- [Dataset excerpts]:
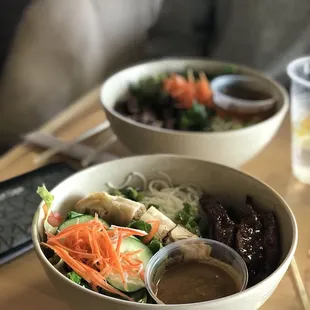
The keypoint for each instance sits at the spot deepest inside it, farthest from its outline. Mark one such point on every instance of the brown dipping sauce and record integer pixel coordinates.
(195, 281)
==
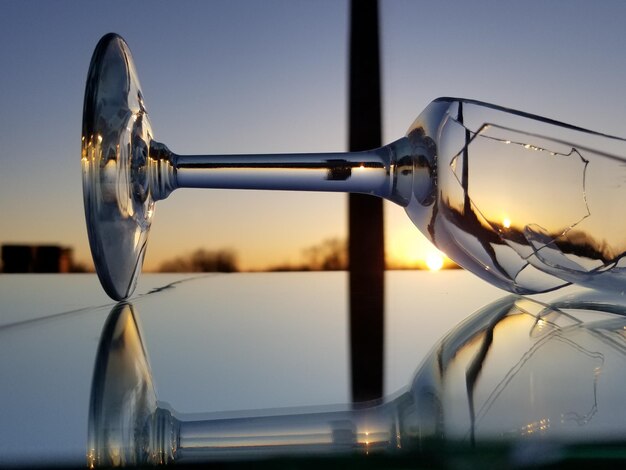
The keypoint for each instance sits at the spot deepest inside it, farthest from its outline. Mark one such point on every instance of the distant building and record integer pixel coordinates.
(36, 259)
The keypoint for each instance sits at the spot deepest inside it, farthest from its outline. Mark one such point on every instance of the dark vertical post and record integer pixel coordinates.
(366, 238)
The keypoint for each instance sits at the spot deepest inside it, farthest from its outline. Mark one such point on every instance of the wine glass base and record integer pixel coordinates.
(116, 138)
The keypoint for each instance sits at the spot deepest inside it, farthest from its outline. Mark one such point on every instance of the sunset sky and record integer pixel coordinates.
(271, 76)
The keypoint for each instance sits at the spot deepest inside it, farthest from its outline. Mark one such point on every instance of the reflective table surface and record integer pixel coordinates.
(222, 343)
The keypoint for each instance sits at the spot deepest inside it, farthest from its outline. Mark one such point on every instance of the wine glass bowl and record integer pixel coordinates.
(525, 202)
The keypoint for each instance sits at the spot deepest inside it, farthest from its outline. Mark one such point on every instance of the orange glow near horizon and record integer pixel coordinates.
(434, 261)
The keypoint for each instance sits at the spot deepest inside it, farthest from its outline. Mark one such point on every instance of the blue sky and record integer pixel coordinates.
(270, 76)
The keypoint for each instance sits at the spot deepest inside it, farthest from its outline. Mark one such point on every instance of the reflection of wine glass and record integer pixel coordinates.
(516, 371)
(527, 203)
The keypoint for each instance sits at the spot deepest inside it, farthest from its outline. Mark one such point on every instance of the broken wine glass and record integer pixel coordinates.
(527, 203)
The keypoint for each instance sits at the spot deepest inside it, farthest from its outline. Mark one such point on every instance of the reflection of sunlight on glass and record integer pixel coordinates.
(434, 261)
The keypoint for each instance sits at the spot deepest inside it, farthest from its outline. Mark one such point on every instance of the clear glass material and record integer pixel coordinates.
...
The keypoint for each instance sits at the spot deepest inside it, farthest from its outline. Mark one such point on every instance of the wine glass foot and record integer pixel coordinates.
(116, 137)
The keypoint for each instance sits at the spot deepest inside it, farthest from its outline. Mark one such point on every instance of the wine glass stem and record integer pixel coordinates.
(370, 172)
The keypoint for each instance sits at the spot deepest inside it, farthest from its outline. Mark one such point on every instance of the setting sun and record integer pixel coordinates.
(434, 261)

- [Description of the task]: Please copy out, word for word, the part of the data above that opens with the line containing "of wine glass and record integer pixel coordinates." and closes with the line containing "material and record integer pixel coordinates.", including both of those lines.

- [Response for this exercise]:
The keypoint for each instance sits at the spot deepest inside it, farthest from its outline. Mark one such point on every instance of the reflection of wine glass and record integer pixel coordinates.
(516, 371)
(527, 203)
The keypoint for each instance sits at the spot deepest inside it, farthest from its outline. Mark one such point on every instance of the broken wine glass and record integer pixel coordinates.
(527, 203)
The keypoint for each instance sits at the spot deepest inside it, farthest from its outline. Mark one such point on every instance of the reflection of sunlight on glass and record integer pixel coordinates.
(434, 261)
The keypoint for each instance sits at the spot deepest inside it, farthest from its outline. Mark one such point on every instance of the clear glass material and record integer pixel coordinates.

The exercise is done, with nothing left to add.